● **SELECTED TEXT**:
Whoopi Goldberg, Mary-Louise Parker and Drew Barrymore

Directed by Herbert Ross
Rolling Stone: star rating
5 0
Community: star rating
5 0 0
February 3, 1995

What we've got here is a load of typical Hollywood tear-jerking crap. But, hey, it begins well as a smartass New York comedy and features three juicy roles for women. Whoopi Goldberg plays Jane DeLuca, a been-there-done-that club singer freshly dumped by her lover and her employer. When Jane sees a newspaper ad for a ride share to California, she figures L.A. might be a good place to start over. She doesn't figure that Robin Nickerson (Mary-Louise Parker), the uptight real-estate agent who placed the ad, will be playing Felix to her Oscar on their cross-country trip.

Screenwriter Don Roos (Single White Female) sets the stage for an odd-couple road movie of some promise. Goldberg and Parker show a buoyant rapport, and director Herbert Ross, a wrangler on women's films from The Turning Point to Steel Magnolias, knows the territory. A motel scene with the two watching Barbra Streisand and Robert Redford in The Way We Were on a cheap TV set neatly parodies the soap genre. Robin weeps copiously, while Jane laughs it off. Ross thinks he can have it both ways.

It's no go, though the film gets another lift when Drew Barrymore shows up as Holly, a friend of Jane's from Pittsburgh who joins the ride west when Jane and Robin arrive for a visit. Barrymore's perky dazzle is always welcome. After the mawkishness sets in, you keep thinking what a different, wilder and better Boys might have been made if these three live wires had taken off and invented their own feminist farce with no frills and no bull.

But the mawkishness does set in, hard and heavy. The pregnant Holly has left an abusive boyfriend behind, tied to a chair with the help of Jane and Robin and an easy target for some thugs who decide to waste him. The women are now fugitives. And there's more. Jane is a lesbian with a growing yen for straight Robin, who has AIDS. When the three set up housekeeping in Tucson, Ariz., the plot grows enough strands to stuff a season or two of daytime dramas.

That Goldberg, Parker and Barrymore manage to hold their dignity amid the bathos is a tribute to their talents. The film itself loses all sense of shame with courtroom and deathbed histrionics that slide inexorably into camp. Who wouldn't want to see a rich, complex movie about women who keep friendship first and boys on the side? This isn't it.

● **DATASET**:

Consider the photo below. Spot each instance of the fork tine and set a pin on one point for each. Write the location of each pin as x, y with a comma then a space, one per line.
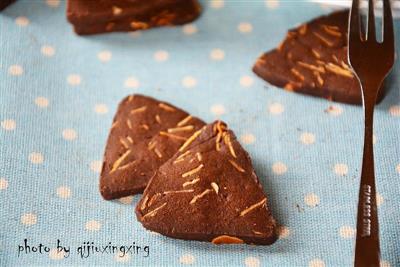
388, 34
371, 22
354, 24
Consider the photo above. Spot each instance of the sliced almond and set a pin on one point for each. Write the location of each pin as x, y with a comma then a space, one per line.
254, 206
226, 239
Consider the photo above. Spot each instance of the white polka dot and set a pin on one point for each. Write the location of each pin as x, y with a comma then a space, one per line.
279, 168
283, 231
394, 111
69, 134
64, 192
217, 54
272, 4
74, 79
53, 3
48, 50
131, 82
334, 110
120, 257
101, 109
187, 259
218, 109
217, 4
92, 225
161, 55
42, 102
346, 232
276, 108
3, 184
246, 81
29, 219
8, 125
126, 200
383, 263
54, 254
189, 82
245, 27
311, 200
15, 70
252, 262
189, 29
248, 138
36, 158
135, 34
341, 169
96, 166
104, 56
379, 199
22, 21
307, 138
316, 263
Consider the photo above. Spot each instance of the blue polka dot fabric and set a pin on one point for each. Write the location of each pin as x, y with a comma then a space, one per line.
58, 95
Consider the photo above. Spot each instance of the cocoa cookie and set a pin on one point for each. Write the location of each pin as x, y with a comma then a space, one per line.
145, 133
312, 60
101, 16
208, 191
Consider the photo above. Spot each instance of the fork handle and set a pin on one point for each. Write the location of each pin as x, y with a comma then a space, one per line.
367, 252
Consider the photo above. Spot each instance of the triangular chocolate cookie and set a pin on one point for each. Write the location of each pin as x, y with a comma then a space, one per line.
312, 60
208, 191
101, 16
145, 133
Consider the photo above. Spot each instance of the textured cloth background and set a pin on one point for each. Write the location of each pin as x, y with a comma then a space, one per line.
58, 95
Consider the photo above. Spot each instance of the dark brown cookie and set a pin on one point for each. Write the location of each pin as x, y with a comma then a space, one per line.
208, 191
145, 133
91, 17
313, 60
5, 3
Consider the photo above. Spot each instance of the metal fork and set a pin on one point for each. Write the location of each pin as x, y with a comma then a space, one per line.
371, 61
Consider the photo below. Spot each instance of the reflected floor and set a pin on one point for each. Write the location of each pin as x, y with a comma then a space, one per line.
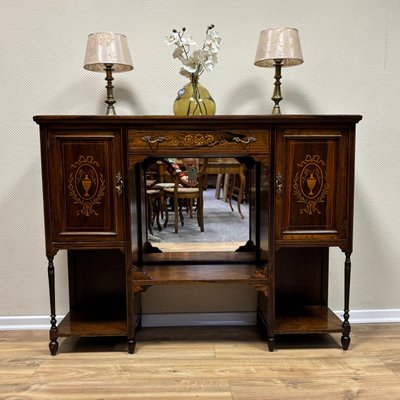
224, 230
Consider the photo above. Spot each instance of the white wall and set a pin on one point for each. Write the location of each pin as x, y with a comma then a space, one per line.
352, 65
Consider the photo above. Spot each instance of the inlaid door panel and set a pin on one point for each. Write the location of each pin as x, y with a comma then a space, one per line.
311, 186
86, 185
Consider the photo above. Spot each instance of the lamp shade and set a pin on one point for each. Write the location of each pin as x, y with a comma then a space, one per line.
278, 44
107, 48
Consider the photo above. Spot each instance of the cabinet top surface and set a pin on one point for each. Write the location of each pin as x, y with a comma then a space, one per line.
206, 119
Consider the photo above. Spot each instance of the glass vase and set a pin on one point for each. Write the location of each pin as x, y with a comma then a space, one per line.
194, 99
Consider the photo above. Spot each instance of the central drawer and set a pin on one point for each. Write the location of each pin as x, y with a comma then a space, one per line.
234, 142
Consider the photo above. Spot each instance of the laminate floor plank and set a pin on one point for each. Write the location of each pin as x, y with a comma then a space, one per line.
227, 363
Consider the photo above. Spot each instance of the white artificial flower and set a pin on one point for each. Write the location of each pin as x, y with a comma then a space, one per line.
199, 60
173, 38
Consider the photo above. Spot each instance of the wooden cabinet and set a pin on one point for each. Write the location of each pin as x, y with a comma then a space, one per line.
83, 186
313, 185
300, 173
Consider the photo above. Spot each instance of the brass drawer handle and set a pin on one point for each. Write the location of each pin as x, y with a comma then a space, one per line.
150, 140
278, 184
119, 184
247, 140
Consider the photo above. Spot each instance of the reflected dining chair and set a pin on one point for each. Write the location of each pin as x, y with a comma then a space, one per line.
186, 196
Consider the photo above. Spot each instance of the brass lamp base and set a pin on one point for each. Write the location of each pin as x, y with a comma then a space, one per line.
110, 96
277, 97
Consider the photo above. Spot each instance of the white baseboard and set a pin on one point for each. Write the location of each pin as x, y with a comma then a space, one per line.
198, 319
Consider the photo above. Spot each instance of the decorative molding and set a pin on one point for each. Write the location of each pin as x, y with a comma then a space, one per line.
198, 319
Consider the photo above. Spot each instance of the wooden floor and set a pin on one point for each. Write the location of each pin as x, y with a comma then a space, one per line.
203, 363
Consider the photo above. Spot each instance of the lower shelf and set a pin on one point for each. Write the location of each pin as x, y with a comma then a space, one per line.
85, 324
311, 319
186, 273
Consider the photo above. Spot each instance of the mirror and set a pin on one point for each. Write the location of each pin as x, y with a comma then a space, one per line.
197, 204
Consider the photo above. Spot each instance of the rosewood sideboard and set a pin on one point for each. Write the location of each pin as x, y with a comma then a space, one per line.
301, 178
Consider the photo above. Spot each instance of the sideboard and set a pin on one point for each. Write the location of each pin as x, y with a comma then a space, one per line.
301, 179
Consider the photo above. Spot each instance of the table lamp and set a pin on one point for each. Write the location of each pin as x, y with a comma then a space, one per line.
278, 47
109, 52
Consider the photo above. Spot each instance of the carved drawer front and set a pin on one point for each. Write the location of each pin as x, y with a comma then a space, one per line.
85, 186
311, 181
224, 141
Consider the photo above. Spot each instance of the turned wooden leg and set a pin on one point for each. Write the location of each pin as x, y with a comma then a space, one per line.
53, 345
271, 343
346, 327
131, 346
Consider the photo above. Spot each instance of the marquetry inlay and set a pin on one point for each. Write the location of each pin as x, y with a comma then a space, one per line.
310, 185
86, 185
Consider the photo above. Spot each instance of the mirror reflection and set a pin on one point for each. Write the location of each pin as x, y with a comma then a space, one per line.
197, 204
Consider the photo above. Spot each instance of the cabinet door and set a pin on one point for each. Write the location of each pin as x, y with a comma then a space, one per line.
84, 186
313, 191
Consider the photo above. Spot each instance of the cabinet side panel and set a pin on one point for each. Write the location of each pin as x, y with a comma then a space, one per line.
83, 169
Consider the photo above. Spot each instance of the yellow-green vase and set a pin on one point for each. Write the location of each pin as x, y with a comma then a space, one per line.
194, 99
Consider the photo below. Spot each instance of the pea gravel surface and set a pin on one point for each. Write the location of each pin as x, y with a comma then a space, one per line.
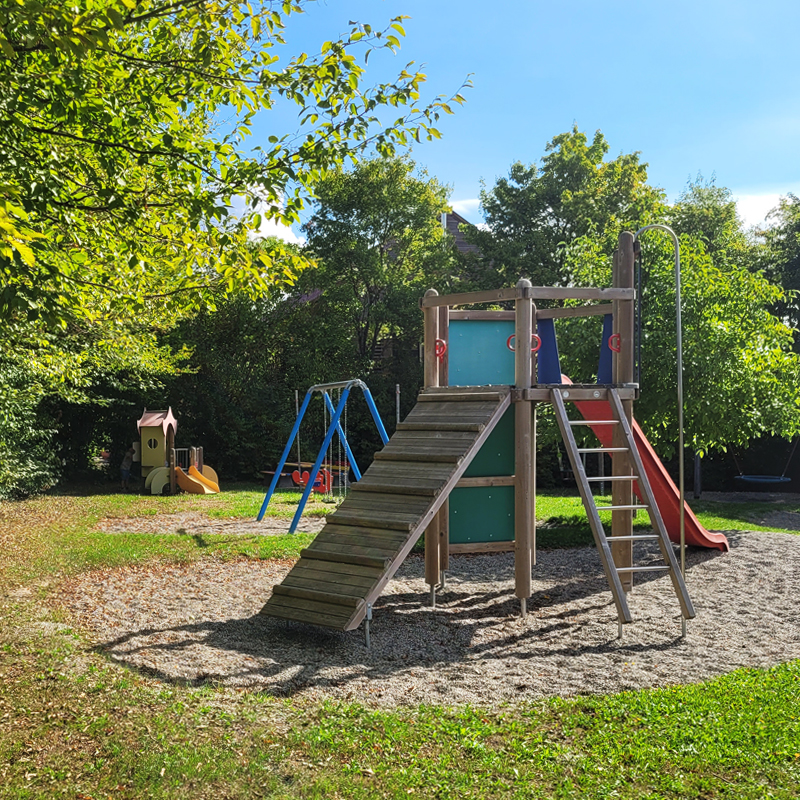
199, 623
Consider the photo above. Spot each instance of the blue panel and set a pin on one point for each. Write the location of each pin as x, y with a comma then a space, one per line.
548, 365
604, 369
477, 352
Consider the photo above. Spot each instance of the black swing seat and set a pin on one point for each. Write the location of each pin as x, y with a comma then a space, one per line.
762, 480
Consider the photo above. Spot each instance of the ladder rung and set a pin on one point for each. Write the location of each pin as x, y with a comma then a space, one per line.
622, 508
642, 569
594, 422
603, 450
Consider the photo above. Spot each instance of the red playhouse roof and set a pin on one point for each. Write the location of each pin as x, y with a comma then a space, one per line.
154, 419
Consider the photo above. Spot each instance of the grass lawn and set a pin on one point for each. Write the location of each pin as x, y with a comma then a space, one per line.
73, 724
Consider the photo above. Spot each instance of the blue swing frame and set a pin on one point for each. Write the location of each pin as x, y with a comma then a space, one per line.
335, 427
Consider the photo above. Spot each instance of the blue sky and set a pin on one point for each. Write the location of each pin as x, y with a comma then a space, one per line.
705, 87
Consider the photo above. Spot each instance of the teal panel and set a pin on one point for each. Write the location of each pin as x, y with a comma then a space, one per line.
477, 352
482, 514
496, 457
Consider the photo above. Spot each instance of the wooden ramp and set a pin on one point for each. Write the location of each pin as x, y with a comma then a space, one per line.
366, 539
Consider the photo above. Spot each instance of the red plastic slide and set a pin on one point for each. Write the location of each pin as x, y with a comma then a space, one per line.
665, 491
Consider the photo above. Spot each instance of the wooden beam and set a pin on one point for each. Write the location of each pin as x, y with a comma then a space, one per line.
482, 547
492, 480
468, 298
431, 319
482, 314
581, 293
542, 395
575, 311
524, 519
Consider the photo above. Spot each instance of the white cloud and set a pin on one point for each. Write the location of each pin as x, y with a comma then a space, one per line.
467, 208
272, 227
268, 227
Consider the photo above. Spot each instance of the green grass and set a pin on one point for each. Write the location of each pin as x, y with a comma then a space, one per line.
74, 725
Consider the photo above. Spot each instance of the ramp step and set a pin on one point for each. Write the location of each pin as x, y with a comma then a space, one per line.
359, 531
342, 571
353, 549
407, 504
460, 397
408, 425
345, 558
451, 438
311, 611
398, 488
385, 542
429, 456
603, 450
318, 579
313, 594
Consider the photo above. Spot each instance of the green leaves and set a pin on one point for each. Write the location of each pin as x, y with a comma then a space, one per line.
116, 153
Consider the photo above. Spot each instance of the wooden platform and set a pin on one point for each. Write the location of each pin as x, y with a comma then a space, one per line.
366, 539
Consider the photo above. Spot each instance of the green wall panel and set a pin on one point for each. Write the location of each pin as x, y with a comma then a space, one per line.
478, 356
482, 514
477, 352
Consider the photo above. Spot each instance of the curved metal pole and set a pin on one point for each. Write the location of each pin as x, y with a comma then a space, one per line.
681, 477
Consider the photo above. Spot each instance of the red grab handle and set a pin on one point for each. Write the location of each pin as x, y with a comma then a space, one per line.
534, 348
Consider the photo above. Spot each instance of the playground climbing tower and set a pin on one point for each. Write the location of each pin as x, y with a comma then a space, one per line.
406, 490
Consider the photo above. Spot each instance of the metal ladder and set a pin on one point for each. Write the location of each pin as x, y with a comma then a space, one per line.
612, 571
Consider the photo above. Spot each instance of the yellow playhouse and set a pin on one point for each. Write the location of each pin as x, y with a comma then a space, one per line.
160, 459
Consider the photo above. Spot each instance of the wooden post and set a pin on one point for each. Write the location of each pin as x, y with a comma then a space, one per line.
173, 478
622, 491
524, 521
431, 378
444, 380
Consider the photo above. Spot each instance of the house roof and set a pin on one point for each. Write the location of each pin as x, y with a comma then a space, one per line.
154, 419
452, 224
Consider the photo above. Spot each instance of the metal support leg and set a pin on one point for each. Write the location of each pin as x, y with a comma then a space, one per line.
366, 626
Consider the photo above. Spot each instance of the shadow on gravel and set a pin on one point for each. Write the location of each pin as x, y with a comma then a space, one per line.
470, 625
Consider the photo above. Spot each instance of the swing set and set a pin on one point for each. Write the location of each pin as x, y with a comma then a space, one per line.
320, 478
766, 480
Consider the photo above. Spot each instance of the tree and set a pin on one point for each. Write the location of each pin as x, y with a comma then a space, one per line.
537, 212
116, 169
740, 375
782, 239
123, 144
560, 223
377, 236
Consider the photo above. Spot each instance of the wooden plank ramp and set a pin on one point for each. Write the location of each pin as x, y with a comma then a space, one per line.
367, 538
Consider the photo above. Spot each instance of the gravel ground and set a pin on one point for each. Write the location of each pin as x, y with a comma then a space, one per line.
199, 623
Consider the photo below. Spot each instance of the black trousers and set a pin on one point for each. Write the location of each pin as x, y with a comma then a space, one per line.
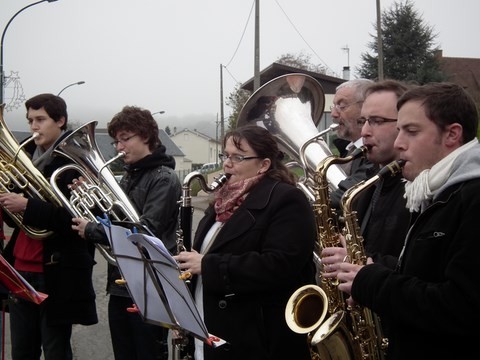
132, 338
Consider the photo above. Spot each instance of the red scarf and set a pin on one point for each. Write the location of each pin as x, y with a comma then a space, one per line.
231, 196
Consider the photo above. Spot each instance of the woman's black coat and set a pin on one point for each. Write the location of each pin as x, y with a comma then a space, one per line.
260, 257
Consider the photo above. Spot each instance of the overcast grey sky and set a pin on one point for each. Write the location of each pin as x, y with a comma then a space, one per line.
166, 55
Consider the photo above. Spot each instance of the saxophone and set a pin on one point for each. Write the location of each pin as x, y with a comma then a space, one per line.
366, 329
307, 307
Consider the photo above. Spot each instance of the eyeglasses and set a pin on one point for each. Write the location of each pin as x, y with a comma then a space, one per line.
236, 158
374, 120
122, 141
343, 107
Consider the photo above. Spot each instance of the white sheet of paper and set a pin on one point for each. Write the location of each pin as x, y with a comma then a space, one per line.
153, 280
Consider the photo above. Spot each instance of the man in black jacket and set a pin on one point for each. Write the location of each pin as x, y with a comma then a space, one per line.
346, 108
60, 264
153, 187
431, 300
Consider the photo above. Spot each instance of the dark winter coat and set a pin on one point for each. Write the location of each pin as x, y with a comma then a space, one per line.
259, 258
154, 190
432, 301
387, 221
68, 259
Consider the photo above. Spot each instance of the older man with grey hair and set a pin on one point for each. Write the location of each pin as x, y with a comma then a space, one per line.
345, 111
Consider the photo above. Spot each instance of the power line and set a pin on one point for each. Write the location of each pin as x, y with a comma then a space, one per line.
233, 77
243, 34
305, 41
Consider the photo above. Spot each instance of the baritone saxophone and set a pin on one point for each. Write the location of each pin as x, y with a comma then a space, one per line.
366, 328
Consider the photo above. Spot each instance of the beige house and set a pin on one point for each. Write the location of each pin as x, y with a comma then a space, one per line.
197, 147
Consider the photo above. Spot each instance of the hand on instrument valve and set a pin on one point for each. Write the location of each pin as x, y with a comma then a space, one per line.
190, 261
336, 265
79, 225
331, 257
76, 183
14, 203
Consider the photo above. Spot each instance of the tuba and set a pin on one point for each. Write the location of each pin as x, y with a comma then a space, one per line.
18, 174
100, 192
290, 107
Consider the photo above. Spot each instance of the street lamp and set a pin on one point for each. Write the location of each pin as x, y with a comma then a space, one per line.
77, 83
2, 77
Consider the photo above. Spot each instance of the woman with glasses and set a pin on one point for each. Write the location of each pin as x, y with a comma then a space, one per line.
252, 250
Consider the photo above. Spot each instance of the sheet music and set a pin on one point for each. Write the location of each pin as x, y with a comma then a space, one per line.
153, 281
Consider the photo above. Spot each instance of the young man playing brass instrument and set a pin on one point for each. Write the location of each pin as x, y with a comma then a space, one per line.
153, 187
431, 299
383, 218
59, 264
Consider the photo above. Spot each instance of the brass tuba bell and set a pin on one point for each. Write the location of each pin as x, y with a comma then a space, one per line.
19, 175
290, 107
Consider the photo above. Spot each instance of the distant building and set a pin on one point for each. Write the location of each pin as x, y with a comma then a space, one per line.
197, 147
104, 143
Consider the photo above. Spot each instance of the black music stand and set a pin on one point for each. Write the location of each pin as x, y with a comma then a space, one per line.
153, 281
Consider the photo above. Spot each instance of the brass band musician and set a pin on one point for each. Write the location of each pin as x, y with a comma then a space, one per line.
251, 250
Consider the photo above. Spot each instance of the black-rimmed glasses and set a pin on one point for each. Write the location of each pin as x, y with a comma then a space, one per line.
236, 158
374, 120
343, 107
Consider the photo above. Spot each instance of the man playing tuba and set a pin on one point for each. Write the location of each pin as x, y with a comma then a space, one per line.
61, 263
154, 189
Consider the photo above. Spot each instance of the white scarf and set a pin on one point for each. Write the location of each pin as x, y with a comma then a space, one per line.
425, 186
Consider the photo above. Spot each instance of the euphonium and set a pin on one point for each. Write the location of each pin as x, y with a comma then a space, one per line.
184, 235
307, 308
100, 192
18, 174
365, 328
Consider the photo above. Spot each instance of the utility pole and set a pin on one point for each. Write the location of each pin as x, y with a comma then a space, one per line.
379, 42
216, 141
256, 76
222, 123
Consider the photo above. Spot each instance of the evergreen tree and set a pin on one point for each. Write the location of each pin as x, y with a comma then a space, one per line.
408, 48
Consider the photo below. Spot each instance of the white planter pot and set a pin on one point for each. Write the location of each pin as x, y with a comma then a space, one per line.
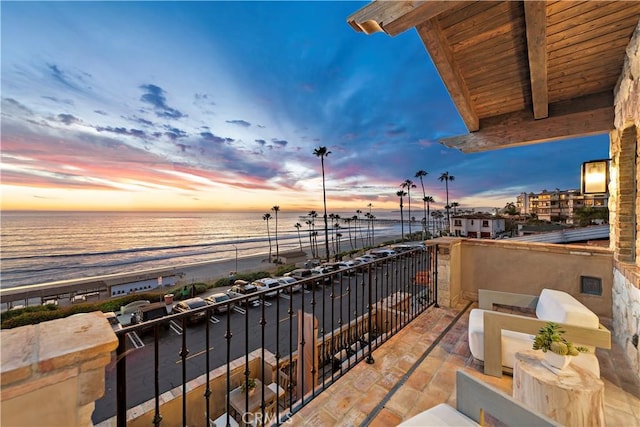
557, 360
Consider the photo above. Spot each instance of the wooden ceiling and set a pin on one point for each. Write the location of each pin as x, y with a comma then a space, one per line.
519, 72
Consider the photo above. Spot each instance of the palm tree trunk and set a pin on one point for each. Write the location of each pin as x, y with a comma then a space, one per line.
269, 236
446, 187
324, 200
409, 197
401, 224
428, 232
276, 237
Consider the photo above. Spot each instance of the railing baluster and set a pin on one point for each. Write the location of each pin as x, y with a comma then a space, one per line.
370, 356
121, 381
227, 337
207, 392
183, 354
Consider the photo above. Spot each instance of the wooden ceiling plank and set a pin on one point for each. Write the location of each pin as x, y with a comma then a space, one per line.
599, 25
423, 11
536, 23
395, 17
610, 41
485, 22
470, 44
561, 67
458, 15
480, 21
436, 45
564, 12
589, 115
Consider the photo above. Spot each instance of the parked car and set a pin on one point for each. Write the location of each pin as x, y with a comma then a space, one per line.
268, 283
310, 263
220, 302
382, 253
324, 272
347, 267
286, 281
331, 266
189, 305
113, 320
242, 289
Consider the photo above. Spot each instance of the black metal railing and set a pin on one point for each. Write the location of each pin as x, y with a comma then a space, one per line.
355, 310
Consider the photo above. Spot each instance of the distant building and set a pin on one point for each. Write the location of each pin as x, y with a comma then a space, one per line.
483, 226
558, 205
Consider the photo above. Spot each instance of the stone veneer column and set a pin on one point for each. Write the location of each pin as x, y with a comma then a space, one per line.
625, 204
53, 372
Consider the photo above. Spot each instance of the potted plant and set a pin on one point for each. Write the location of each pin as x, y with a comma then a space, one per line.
557, 350
250, 385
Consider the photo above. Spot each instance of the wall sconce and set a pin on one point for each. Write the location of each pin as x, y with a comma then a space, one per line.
595, 176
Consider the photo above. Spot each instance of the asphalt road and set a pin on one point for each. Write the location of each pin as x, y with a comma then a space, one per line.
279, 335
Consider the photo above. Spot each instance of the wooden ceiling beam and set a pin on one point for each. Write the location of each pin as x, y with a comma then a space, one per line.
395, 17
442, 57
588, 115
536, 26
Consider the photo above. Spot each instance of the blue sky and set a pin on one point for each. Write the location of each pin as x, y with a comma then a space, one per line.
219, 105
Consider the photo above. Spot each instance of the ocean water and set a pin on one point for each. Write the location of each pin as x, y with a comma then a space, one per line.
44, 247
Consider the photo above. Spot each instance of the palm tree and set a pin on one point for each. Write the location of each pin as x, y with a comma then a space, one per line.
313, 215
401, 194
313, 251
454, 205
446, 178
425, 229
332, 217
358, 212
322, 152
373, 234
348, 222
428, 200
297, 226
369, 225
276, 209
408, 184
267, 217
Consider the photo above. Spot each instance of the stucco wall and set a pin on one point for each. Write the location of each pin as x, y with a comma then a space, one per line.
528, 268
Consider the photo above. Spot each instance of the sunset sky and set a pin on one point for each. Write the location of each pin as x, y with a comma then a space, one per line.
219, 105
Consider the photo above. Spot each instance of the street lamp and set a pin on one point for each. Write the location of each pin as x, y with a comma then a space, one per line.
595, 176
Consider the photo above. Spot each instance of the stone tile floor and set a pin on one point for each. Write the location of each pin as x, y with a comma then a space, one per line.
415, 370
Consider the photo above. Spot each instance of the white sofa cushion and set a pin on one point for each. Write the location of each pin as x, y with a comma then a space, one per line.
439, 415
512, 341
560, 307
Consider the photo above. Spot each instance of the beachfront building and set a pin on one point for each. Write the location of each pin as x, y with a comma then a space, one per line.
505, 68
559, 205
479, 226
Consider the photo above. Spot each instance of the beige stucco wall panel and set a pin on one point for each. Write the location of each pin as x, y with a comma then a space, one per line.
528, 268
58, 401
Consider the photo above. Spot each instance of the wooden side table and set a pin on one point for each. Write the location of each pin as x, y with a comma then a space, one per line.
574, 397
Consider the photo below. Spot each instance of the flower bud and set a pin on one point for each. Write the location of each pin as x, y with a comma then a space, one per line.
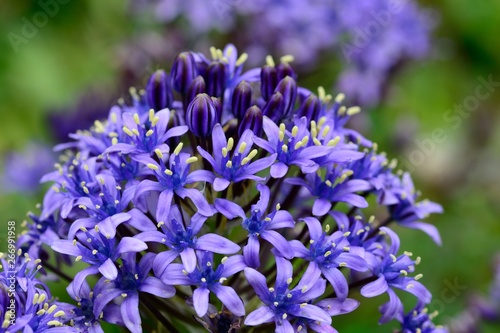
201, 116
196, 87
285, 69
310, 108
215, 78
274, 108
242, 99
269, 81
183, 72
252, 120
288, 88
159, 93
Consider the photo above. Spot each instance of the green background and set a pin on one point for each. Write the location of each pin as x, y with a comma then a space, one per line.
78, 49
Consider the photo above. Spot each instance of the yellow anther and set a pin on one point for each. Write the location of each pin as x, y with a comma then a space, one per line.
152, 166
192, 159
326, 130
136, 119
243, 146
158, 153
178, 148
353, 110
270, 61
333, 142
241, 59
287, 58
230, 144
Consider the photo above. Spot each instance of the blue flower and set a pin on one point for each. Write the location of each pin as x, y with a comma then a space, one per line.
260, 225
183, 240
237, 167
208, 279
283, 303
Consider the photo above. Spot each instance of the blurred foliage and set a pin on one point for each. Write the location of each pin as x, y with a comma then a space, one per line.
78, 48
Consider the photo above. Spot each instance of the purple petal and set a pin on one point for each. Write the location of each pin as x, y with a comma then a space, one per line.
313, 226
337, 280
108, 270
130, 312
229, 209
260, 316
163, 260
299, 250
279, 242
173, 275
198, 199
200, 301
260, 164
66, 247
217, 244
220, 184
164, 204
258, 282
233, 265
321, 207
375, 288
285, 327
155, 287
279, 170
282, 219
284, 271
129, 244
200, 176
251, 252
230, 299
188, 257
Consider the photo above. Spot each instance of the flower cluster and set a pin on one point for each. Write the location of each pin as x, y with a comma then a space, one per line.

● **THE EXERCISE**: Translate this sentence from the film review into Spanish: "Robin weeps copiously, while Jane laughs it off."

● **RESPONSE TO THE EXERCISE**: Robin llora copiosamente, mientras que Jane se lo toma a risa.